▸ Quoted text:
########################################

Thread: Schema boggle...

Schema boggle...

From
Chris Bowlby
Date:
Hi All, 
I work with Marc Fournier, for those who don't know, and have been
working extensively with the schemas feature for Hub.Org's new Account
Management package. Each client's data is stored in a seperate schema
set asside just for them (though they will never have direct access to
it, it helps us "balance" out the data. Each schema has the same set of
tables, with which different data is stored, depending on the client.
I've run into two issues and I've been reading over the docs in
relation to schemas in the hopes that I could find a solution to my
problems. Here are the details of the issues:
1. The first issue I'm running with, is that if I have several schemas
with the following name:
 public test_001 test_002 test_003
the test_* schemas have the same tables listed in the their name
spaces, such that:
Schema test_001 contains:
 test_contact; test_domains; test_accounts; ...Schema test_002 contains:
 test_contact; test_domains; test_accounts; ...
etc.
As you can see this is a nice, clean way to break down some datasets.
But, if I do:
set search_path to public, test_001, test_002;
I only get access to the tables in test_001 and public, the tables in
test_002 are not listed, and thus I do not see them on the screen while
doing a "\d".

2. Issue 2, is more a SQL issue then anything, but I'd like to be able
to do something to the affect of:
SELECT * FROM test_*.test_domains ORDER BY domain_name;
or better yet:
SELECT * from public.domain_summary ds LEFT JOIN test_*.test_domains td
ON (td.domain_id = ds.id);
This would mean I can run one query to get all of the information I
need, rather then having to run a query for each client that I have to
list domains for. If I've got 10,000 clients, that's going to take a ton
of time to get the results I'm looking for...
Does anyone know if any of these issues have been addressed in 7.4? I
see some references to schema based changes, but no details on what
those changes were. If not, are there any plans to do something like
that?
-- 
Chris Bowlby <excalibur@hub.org>
Hub.Org Networking Services



Re: Schema boggle...

########################################

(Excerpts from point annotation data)
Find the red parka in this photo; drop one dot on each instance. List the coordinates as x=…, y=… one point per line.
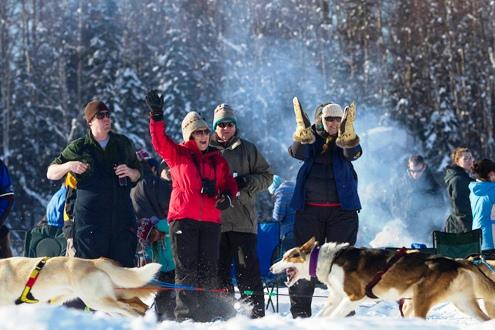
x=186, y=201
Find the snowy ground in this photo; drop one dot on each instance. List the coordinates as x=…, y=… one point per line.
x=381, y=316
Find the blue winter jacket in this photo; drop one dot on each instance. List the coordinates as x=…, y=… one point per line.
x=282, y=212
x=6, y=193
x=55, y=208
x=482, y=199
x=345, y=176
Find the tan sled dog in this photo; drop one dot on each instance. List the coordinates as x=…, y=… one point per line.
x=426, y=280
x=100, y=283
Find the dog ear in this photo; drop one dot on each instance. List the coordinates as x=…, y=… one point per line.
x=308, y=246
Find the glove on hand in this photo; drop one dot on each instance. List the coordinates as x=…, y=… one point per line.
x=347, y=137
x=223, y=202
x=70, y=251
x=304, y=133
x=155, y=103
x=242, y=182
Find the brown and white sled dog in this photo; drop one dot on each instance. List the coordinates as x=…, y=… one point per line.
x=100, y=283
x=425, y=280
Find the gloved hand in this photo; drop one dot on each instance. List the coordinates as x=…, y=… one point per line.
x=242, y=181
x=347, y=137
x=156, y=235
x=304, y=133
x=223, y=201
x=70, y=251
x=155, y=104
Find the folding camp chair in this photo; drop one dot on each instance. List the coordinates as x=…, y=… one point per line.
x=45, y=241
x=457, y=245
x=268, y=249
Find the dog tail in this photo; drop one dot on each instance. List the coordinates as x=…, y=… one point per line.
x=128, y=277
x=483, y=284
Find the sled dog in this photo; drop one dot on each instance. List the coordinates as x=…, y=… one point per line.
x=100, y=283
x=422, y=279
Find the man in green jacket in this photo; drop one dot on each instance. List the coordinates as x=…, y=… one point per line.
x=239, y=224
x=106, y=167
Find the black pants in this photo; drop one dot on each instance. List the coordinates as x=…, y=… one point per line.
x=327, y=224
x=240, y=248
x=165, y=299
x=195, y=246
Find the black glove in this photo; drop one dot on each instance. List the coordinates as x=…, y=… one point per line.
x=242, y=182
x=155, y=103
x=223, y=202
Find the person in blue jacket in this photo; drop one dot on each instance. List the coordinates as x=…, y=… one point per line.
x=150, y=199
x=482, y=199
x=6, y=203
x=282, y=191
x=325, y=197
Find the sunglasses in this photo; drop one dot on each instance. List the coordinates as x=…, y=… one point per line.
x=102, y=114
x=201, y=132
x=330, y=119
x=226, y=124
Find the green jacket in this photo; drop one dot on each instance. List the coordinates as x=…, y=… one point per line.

########################################

▸ Task requirements:
1 > Answer these questions about the schema post.
(a) What version does the writer ask about?
(b) After running the search_path command, which tables can the writer access?
(c) How many clients does the writer give as the example number?
2 > Reproduce everything from "Does anyone know" down to "Re: Schema boggle..." in the schema post, switching "changes" to "updates" wherever it occurs.

▸ Answers in order:
1 >
(a) 7.4
(b) The tables in test_001 and public
(c) 10,000

2 >
Does anyone know if any of these issues have been addressed in 7.4? I
see some references to schema based updates, but no details on what
those updates were. If not, are there any plans to do something like
that?
-- 
Chris Bowlby <excalibur@hub.org>
Hub.Org Networking Services



Re: Schema boggle...